Start ITEMS

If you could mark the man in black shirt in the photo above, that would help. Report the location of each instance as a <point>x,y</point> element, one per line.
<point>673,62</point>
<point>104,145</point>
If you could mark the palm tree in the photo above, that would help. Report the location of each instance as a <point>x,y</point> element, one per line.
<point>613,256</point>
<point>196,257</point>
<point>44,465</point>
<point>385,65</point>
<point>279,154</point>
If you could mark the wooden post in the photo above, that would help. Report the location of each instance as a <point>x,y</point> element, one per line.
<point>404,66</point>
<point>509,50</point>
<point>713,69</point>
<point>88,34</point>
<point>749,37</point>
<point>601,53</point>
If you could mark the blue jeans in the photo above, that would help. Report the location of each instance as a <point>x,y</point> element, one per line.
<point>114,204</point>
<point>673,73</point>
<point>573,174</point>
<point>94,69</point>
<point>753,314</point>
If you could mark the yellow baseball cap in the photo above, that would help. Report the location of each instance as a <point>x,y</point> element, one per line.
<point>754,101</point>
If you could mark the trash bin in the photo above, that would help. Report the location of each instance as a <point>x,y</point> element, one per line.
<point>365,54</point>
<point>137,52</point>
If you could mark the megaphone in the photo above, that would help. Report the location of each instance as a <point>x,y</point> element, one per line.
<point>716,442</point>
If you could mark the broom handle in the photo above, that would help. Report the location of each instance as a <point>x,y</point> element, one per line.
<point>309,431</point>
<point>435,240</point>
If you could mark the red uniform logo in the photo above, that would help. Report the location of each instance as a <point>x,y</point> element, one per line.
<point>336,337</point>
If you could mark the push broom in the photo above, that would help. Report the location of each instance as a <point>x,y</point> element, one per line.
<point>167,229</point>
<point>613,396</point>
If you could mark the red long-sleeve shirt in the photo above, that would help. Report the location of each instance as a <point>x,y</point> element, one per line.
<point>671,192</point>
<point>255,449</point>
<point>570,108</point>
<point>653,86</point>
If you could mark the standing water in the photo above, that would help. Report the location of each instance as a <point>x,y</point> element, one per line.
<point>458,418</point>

End ITEMS

Copy out every line of the data above without changing anything.

If you could mark the man in black shirt in the photo above, that would help. Report the location of each instance as a <point>x,y</point> element, one per line.
<point>673,62</point>
<point>104,145</point>
If you could mark the palm tree in the photo above, that would help. Report the location of each instance as a <point>x,y</point> element, one per line.
<point>613,256</point>
<point>196,257</point>
<point>44,465</point>
<point>385,65</point>
<point>279,154</point>
If you could mark the wooden post in the photo above, that would help. Report the location of each instance as a <point>x,y</point> element, one per line.
<point>404,66</point>
<point>509,50</point>
<point>713,69</point>
<point>88,34</point>
<point>749,37</point>
<point>601,53</point>
If you could mark the blue jeans in the photo above, that would help. Report the location of each instance as a <point>x,y</point> element, one per line.
<point>114,204</point>
<point>673,73</point>
<point>573,174</point>
<point>94,69</point>
<point>753,314</point>
If you could mark the yellow baseball cap in the photo above, that would help. Report the location of each instance as a <point>x,y</point> element, one per line.
<point>754,101</point>
If you could mark the trash bin in the photo above, that would help. Report the location of each instance as a <point>x,y</point> element, one per line.
<point>365,54</point>
<point>137,52</point>
If you could mark the megaphone in the photo above, that would help. Report the location of each instance as a <point>x,y</point> element, one per line.
<point>716,442</point>
If you could mark the broom handle in the photo above, that would help. Report the location of each instance as a <point>x,y</point> element, one per line.
<point>309,431</point>
<point>435,240</point>
If you could mark the red uniform logo in the photo above, that would help. Report the location of each instance as a <point>x,y</point> element, one per line.
<point>336,337</point>
If you could mark the push broom in the photo above, that would help. Report the location of each instance as a <point>x,y</point> element, one per line.
<point>167,229</point>
<point>613,396</point>
If you could mark the red long-sleeve shirt in the photo above, that would help. Report the location of each instance as a <point>x,y</point> element, one per line.
<point>671,192</point>
<point>255,449</point>
<point>570,108</point>
<point>653,86</point>
If you could mark the standing water in the photo above, that would help. Report the location of each instance as a <point>x,y</point> element, one per line.
<point>458,418</point>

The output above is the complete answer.